Provided text below:
Although numts are generally considered to be nonfunctional and therefore unexpressed, we provide strong evidence that the arvicoline cytochrome-b numt is expressed at low levels in cardiac tissue. The reverse-transcriptase PCR products from cardiac tissue provided insufficient template for direct sequencing, but the results were repeatable and can clearly be seen in Fig. 3. Despite this unexpected and potentially misleading result, we still endorse gene expression assays as a means for identifying numt sequences. PCR amplifications of mtDNA transcripts were consistently more robust than the numt transcripts, were found in more than 1 tissue type, and were easily sequenced. We cannot overlook the possibility of genomic DNA contamination in our mRNA extract despite our efforts to eliminate DNA from our samples using DNase. The elimination of genomic DNA is an optional step in cDNA library construction, but for numt avoidance we consider it a critical component. Further investigation of numt pseudogene transcription seems to be warranted (Blanchard and Schmidt 1996).
End of Provided text.
Please answer these questions from the passage on numt expression:
1. In which tissue do the authors report the arvicoline cytochrome-b numt being expressed at low levels?
2. What did the authors use to try to eliminate DNA from their samples?
3. Which work is cited alongside the call for further investigation of numt pseudogene transcription?
You will not need the listing.
Data extract below:
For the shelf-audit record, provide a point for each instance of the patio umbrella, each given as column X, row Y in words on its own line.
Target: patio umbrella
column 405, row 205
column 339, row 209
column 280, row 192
End of Data extract.
**Completed task:**
1. Cardiac tissue.
2. DNase.
3. Blanchard and Schmidt 1996.